**Exercise data:**
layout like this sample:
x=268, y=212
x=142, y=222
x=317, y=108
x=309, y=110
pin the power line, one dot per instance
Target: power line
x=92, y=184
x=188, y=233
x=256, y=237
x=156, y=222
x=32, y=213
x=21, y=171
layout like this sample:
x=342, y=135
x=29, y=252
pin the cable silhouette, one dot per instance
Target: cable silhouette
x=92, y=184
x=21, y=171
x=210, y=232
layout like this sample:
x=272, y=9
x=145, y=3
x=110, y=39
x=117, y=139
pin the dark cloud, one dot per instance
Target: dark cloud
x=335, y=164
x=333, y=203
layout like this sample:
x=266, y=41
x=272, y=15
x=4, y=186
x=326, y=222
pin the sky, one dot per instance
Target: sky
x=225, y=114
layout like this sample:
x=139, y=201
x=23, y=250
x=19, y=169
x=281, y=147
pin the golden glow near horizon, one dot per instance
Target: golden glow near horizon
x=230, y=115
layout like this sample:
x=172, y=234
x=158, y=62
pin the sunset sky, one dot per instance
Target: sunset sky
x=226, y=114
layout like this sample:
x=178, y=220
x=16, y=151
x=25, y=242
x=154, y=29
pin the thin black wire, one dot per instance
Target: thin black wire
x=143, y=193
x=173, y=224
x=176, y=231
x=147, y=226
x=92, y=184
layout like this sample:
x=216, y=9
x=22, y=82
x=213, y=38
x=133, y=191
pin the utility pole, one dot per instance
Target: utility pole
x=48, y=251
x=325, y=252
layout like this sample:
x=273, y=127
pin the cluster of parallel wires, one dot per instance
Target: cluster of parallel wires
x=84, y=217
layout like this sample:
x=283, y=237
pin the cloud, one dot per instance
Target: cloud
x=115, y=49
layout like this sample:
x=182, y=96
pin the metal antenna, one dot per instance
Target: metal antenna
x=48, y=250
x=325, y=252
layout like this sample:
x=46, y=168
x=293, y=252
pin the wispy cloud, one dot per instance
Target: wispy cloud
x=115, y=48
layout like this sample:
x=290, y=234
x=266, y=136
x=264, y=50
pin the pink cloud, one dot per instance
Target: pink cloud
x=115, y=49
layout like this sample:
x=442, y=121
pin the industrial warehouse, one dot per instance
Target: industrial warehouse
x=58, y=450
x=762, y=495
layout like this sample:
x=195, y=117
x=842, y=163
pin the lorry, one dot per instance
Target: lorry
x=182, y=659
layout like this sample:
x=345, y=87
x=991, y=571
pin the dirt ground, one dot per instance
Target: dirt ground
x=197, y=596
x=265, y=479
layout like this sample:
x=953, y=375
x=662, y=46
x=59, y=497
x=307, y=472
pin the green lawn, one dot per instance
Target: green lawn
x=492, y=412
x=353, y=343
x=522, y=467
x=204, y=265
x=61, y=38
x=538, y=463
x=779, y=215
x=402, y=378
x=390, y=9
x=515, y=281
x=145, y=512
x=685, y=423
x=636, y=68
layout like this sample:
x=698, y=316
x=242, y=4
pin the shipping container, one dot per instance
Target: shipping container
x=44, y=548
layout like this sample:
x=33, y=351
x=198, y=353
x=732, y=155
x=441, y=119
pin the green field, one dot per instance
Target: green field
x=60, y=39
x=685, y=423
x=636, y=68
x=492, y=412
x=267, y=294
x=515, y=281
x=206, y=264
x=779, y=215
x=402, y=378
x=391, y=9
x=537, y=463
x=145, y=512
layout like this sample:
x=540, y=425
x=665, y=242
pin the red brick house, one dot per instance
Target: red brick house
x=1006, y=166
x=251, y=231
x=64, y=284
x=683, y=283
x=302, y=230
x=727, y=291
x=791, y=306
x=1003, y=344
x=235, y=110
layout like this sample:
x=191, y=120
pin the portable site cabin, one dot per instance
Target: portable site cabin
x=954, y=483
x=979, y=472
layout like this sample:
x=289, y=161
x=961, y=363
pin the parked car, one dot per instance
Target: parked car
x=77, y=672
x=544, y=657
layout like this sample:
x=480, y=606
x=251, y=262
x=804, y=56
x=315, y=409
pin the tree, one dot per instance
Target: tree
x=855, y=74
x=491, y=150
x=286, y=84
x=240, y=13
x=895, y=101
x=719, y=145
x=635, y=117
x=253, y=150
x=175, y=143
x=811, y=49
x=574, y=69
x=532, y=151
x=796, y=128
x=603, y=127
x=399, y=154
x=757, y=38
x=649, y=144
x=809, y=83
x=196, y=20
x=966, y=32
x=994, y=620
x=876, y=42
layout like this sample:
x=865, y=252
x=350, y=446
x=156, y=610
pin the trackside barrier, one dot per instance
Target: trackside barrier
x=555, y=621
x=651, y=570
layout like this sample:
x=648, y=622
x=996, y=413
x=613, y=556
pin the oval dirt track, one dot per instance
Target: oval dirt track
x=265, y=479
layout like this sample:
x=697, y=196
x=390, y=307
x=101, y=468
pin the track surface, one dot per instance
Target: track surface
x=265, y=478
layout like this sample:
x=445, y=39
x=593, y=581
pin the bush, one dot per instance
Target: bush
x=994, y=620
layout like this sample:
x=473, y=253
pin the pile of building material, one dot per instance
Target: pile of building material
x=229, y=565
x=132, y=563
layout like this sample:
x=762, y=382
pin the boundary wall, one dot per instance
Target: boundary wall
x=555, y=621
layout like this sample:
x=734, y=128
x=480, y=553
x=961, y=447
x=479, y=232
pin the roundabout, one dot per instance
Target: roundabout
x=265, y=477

**Your objective:** Reproduce the entries from the start through the line containing "x=226, y=114", keeping every line, requests included. Scale each answer coordinate by 1.1 and round it to a whole number, with halves rounding up, while leaving the numbers in the requests and their format samples unchanged.

**Solution:**
layout like this sample:
x=268, y=212
x=142, y=222
x=317, y=108
x=309, y=110
pin the power line, one dot per instance
Target: power line
x=101, y=202
x=207, y=256
x=282, y=261
x=172, y=244
x=35, y=234
x=23, y=188
layout like this sample:
x=342, y=135
x=29, y=252
pin the cable silhouette, one dot per instance
Target: cable silhouette
x=101, y=202
x=23, y=188
x=231, y=255
layout like this sample:
x=272, y=9
x=145, y=3
x=110, y=39
x=117, y=139
pin the dark cloud, one dot per instance
Target: dark cloud
x=369, y=180
x=366, y=223
layout like this sample:
x=266, y=41
x=272, y=15
x=4, y=186
x=326, y=222
pin the sky, one dot per instance
Target: sky
x=248, y=125
layout like this sample:
x=139, y=201
x=23, y=250
x=19, y=169
x=281, y=147
pin the golden glow near horizon, one dot per instance
Target: golden glow near horizon
x=253, y=127
layout like this sample:
x=172, y=234
x=158, y=62
pin the sunset sky, one dot per instance
Target: sunset sky
x=249, y=125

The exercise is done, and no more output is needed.